Starting at the line that contains "[indicate] the concrete staircase", print every remaining line of the entries, unchanged, and output nothing more.

(Data records)

☆ ☆ ☆ ☆ ☆ ☆ ☆

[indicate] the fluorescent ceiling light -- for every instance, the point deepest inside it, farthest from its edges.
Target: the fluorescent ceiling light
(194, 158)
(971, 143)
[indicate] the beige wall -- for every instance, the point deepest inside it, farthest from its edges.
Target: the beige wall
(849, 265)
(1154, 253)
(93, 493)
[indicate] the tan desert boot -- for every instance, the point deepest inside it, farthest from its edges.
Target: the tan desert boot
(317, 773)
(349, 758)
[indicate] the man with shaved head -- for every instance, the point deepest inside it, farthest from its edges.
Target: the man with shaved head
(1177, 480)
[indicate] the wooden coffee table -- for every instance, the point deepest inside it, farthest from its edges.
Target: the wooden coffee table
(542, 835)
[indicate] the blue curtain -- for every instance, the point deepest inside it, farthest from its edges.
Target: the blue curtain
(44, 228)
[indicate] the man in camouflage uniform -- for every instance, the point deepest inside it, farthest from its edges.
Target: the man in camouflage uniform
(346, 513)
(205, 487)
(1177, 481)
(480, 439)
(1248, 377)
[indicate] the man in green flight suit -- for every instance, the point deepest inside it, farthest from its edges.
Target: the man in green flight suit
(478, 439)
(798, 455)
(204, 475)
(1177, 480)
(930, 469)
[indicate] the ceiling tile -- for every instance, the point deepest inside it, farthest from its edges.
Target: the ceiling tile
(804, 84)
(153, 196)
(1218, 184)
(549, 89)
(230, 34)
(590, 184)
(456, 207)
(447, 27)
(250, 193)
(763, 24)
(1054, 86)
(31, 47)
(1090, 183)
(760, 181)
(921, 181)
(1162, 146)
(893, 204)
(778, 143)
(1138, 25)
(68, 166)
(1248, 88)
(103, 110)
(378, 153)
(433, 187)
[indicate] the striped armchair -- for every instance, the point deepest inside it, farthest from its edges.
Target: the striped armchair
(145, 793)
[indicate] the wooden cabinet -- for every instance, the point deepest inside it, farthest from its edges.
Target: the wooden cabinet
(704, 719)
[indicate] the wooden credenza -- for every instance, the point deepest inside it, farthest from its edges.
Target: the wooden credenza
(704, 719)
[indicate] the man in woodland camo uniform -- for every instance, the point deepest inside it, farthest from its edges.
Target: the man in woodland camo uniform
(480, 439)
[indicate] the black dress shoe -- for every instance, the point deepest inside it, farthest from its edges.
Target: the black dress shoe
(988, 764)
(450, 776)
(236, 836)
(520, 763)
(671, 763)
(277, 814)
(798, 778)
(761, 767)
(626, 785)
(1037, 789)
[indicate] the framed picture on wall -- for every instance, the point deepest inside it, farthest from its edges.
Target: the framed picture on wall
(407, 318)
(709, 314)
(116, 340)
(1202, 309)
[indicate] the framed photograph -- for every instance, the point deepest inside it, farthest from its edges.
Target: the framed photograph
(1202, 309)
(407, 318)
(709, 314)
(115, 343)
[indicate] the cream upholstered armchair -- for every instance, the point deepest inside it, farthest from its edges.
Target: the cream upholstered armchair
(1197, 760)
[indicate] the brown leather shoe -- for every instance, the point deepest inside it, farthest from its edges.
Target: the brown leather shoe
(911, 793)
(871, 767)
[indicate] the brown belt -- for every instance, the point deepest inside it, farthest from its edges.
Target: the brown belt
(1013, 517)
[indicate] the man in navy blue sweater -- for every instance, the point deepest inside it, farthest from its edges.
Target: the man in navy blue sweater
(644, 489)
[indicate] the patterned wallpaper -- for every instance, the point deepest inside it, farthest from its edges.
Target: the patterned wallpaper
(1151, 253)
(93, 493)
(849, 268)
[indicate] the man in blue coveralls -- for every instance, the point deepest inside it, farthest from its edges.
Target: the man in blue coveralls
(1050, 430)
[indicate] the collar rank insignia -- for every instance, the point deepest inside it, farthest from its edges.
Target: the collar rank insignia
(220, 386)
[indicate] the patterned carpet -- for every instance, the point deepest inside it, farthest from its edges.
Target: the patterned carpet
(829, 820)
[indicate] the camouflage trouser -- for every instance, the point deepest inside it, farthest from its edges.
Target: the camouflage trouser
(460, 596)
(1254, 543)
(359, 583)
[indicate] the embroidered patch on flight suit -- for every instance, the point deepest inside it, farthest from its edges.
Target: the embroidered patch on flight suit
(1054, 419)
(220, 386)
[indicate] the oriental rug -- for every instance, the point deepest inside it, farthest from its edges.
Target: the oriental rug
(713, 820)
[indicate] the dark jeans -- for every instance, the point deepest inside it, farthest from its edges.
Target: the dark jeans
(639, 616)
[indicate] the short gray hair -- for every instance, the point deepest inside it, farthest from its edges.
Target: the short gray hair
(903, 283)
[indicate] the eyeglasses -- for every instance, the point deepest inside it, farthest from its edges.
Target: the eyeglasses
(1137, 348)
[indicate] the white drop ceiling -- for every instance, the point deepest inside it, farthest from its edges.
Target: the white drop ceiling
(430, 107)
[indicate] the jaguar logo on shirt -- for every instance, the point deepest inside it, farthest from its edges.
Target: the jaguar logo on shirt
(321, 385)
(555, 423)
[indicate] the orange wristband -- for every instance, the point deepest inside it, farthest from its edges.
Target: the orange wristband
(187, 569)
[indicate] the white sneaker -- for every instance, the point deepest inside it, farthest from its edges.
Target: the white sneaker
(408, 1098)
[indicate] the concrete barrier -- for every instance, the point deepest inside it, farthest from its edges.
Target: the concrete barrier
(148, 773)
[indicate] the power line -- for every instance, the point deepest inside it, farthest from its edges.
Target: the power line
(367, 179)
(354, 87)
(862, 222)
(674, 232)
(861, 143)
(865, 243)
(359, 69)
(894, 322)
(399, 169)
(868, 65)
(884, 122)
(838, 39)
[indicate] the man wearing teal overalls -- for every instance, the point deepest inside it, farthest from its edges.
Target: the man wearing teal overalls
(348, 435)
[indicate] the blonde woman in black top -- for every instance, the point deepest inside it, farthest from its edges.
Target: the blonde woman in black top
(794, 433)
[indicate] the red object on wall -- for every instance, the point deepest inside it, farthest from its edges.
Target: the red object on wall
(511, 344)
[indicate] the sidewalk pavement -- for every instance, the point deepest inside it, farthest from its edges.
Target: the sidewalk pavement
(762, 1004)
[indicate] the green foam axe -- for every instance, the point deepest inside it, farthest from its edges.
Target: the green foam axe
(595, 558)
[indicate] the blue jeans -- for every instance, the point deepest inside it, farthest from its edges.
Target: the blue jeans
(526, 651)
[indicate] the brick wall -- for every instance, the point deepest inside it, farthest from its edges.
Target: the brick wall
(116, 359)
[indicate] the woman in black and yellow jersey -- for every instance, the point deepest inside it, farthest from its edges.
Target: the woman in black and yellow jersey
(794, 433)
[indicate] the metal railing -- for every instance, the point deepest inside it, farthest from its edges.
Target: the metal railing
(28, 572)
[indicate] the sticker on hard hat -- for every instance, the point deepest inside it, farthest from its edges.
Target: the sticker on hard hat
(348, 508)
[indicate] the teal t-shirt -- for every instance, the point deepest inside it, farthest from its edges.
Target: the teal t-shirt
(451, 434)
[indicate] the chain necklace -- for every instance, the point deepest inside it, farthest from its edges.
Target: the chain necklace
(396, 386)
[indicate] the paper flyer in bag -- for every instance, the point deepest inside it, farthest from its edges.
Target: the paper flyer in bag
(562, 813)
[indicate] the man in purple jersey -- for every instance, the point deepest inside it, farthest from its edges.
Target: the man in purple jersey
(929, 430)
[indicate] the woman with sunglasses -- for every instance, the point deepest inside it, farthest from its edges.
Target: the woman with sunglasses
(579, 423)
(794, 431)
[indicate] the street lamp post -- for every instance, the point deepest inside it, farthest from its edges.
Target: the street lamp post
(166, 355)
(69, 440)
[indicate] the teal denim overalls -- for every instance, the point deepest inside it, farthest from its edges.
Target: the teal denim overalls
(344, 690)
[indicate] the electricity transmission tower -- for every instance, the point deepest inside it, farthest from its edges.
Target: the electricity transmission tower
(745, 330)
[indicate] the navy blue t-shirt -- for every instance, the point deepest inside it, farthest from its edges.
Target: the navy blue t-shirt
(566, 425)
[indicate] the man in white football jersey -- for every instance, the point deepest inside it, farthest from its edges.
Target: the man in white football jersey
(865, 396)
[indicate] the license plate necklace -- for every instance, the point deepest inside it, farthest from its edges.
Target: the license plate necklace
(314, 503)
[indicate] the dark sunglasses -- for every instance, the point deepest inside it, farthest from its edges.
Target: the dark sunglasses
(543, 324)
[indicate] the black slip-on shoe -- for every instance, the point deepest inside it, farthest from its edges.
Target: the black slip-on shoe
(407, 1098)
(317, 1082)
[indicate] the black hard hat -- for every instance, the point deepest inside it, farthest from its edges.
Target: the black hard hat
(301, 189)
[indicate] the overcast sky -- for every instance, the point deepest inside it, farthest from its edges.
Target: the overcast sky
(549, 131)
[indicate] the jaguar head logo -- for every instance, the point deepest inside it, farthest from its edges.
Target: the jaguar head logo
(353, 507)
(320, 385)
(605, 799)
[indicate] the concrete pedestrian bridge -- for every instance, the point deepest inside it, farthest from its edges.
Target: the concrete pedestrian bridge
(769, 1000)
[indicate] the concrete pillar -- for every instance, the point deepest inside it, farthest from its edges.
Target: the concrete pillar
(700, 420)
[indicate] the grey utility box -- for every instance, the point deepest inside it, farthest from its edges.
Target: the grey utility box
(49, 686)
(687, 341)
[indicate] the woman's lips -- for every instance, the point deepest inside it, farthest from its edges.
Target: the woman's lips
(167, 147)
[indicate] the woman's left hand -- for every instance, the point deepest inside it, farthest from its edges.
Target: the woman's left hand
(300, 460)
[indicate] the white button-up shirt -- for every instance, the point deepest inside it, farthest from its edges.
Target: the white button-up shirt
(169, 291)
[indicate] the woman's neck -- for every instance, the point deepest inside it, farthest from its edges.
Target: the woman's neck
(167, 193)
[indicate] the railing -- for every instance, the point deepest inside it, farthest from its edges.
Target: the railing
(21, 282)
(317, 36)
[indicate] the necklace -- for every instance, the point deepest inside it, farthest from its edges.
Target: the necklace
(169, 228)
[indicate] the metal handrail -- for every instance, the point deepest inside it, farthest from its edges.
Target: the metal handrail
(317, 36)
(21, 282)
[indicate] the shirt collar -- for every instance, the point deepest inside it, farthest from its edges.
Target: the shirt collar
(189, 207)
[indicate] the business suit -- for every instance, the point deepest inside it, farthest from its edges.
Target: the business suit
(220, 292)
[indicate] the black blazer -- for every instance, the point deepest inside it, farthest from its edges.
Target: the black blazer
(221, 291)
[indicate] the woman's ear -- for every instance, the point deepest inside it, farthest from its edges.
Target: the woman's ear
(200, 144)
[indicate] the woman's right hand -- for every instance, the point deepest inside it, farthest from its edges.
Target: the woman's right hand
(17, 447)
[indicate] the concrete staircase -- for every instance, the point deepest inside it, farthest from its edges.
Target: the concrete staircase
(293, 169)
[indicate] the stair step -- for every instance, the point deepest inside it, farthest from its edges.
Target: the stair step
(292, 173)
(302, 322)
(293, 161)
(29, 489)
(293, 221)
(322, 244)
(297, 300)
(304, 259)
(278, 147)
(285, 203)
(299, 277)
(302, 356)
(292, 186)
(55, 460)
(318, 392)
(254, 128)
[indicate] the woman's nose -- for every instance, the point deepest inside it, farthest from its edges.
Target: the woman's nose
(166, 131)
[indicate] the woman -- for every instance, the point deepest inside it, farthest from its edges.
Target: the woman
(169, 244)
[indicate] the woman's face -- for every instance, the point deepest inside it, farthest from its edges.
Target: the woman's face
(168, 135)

☆ ☆ ☆ ☆ ☆ ☆ ☆

*Solution below*:
[indicate] the concrete staircase -- for every instance, the point deepest inside it, farthest from its edges.
Target: the concrete staircase
(293, 169)
[indicate] the stair step -- for every instance, the point deepest inside it, farthest from its edges.
Target: the stair step
(292, 173)
(302, 322)
(293, 161)
(29, 489)
(293, 221)
(322, 244)
(297, 300)
(304, 259)
(278, 147)
(285, 203)
(299, 277)
(302, 356)
(292, 186)
(55, 460)
(318, 392)
(254, 128)
[indicate] the woman's nose -- for every instance, the point deepest inside it, farthest from its edges.
Target: the woman's nose
(166, 131)
[indicate] the woman -- for every instance, the point deepest inside it, farthest from its edges.
Target: the woman
(169, 244)
[indicate] the woman's face -- for every instance, the point deepest inside it, farthest from its edges.
Target: the woman's face
(168, 135)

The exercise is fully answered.